** INSTRUCTIONS FOR THE TASK **
Render the entries below as a two-column CSV with the headers "text" and "answer". Give one row per entry, with its text and its answer each in a single quoted field and every line break replaced by a space, and leave out the pictures.

[Data entries]
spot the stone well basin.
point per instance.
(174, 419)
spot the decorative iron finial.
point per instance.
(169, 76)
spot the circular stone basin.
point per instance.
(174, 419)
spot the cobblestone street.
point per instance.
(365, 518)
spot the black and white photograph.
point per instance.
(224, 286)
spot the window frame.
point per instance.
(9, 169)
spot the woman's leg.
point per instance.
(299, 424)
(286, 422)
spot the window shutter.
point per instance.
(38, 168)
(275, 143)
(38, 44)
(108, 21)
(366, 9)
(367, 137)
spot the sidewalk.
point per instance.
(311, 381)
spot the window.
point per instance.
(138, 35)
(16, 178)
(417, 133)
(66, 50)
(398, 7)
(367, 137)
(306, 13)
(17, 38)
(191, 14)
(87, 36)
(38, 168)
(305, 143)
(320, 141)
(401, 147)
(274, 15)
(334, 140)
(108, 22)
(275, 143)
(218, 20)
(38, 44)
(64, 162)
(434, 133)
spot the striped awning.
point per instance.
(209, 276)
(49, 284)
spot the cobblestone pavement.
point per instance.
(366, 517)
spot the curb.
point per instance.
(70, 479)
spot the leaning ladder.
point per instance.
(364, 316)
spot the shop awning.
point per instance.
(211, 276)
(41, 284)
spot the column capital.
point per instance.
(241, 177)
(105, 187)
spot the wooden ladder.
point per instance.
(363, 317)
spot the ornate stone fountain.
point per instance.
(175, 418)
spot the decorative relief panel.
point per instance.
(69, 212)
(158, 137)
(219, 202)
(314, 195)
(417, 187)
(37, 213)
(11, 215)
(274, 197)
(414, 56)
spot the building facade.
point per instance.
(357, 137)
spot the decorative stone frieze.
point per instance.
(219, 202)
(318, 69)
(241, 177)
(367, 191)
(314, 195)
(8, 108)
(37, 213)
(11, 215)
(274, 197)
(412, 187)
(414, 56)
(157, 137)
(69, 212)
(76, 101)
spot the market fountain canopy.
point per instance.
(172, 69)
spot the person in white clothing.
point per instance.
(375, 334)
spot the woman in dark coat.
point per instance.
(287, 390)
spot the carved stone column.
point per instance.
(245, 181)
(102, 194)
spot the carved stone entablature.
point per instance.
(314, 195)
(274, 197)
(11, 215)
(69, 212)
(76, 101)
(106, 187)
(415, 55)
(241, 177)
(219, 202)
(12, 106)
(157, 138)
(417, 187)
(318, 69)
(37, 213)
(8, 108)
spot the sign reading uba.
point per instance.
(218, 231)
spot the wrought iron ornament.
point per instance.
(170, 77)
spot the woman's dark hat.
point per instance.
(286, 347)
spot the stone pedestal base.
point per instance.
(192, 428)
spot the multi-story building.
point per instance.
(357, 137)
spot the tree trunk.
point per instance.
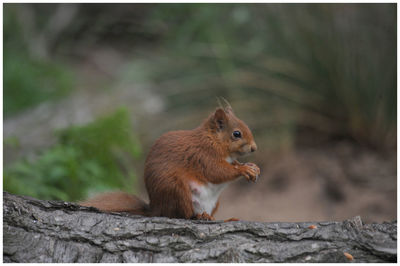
(52, 231)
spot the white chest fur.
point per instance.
(205, 197)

** RESULT BELOW **
text,answer
"spot the stone well basin. point per instance.","(174, 419)"
"spot the decorative iron finial. point per instance.","(169, 76)"
"spot the circular stone basin. point per instance.","(174, 419)"
"spot the cobblestone street. point per instance.","(365, 518)"
"spot the black and white photograph. point per instance.","(224, 286)"
"spot the window frame. point per instance.","(9, 169)"
"spot the woman's leg. point per instance.","(299, 424) (286, 422)"
"spot the window shutter. point per instance.","(38, 168) (275, 143) (38, 44) (108, 21) (366, 9) (367, 137)"
"spot the sidewalk. point per instance.","(311, 381)"
"spot the window. point per instance.","(138, 35) (16, 178) (417, 133) (66, 50) (398, 7) (367, 137) (306, 13) (17, 38) (191, 14) (87, 36) (38, 168) (305, 143) (320, 141) (401, 147) (274, 15) (334, 140) (108, 22) (275, 143) (218, 20) (38, 44) (64, 162) (434, 133)"
"spot the striped awning. point per instance.","(209, 276) (49, 284)"
"spot the cobblestone pavement. point per instance.","(366, 517)"
"spot the curb. point per instance.","(70, 479)"
"spot the leaning ladder. point per instance.","(364, 316)"
"spot the shop awning. point per instance.","(211, 276) (41, 284)"
"spot the column capital. point per instance.","(241, 177) (105, 187)"
"spot the wooden ladder. point per instance.","(363, 317)"
"spot the ornate stone fountain. point per instance.","(175, 418)"
"spot the decorative relief panel. point per instance.","(69, 212) (158, 137) (219, 202) (314, 195) (417, 187) (37, 213) (11, 215) (274, 197) (414, 56)"
"spot the building facade. point per instance.","(357, 137)"
"spot the decorative stone frieze. point per instance.","(219, 202) (318, 69) (241, 177) (367, 191) (314, 195) (8, 108) (37, 213) (11, 215) (274, 197) (412, 187) (414, 56) (157, 137) (69, 212) (76, 101)"
"spot the market fountain canopy. point per instance.","(172, 69)"
"spot the person in white clothing. point per instance.","(375, 334)"
"spot the woman in dark coat. point per instance.","(287, 390)"
"spot the carved stone column. point per instance.","(245, 181) (102, 194)"
"spot the carved stone entablature. point per instance.","(314, 195) (274, 197) (11, 215) (69, 212) (76, 101) (106, 187) (415, 55) (241, 177) (219, 202) (12, 106) (157, 138) (417, 187) (318, 69) (37, 213) (8, 108)"
"spot the sign reading uba. point per instance.","(218, 231)"
"spot the wrought iron ornament. point per instance.","(170, 77)"
"spot the woman's dark hat. point per instance.","(286, 347)"
"spot the stone pedestal base. point per instance.","(192, 428)"
"spot the multi-story building. point per instance.","(357, 137)"
"spot the tree trunk. point per instance.","(52, 231)"
"spot the white chest fur. point per instance.","(205, 197)"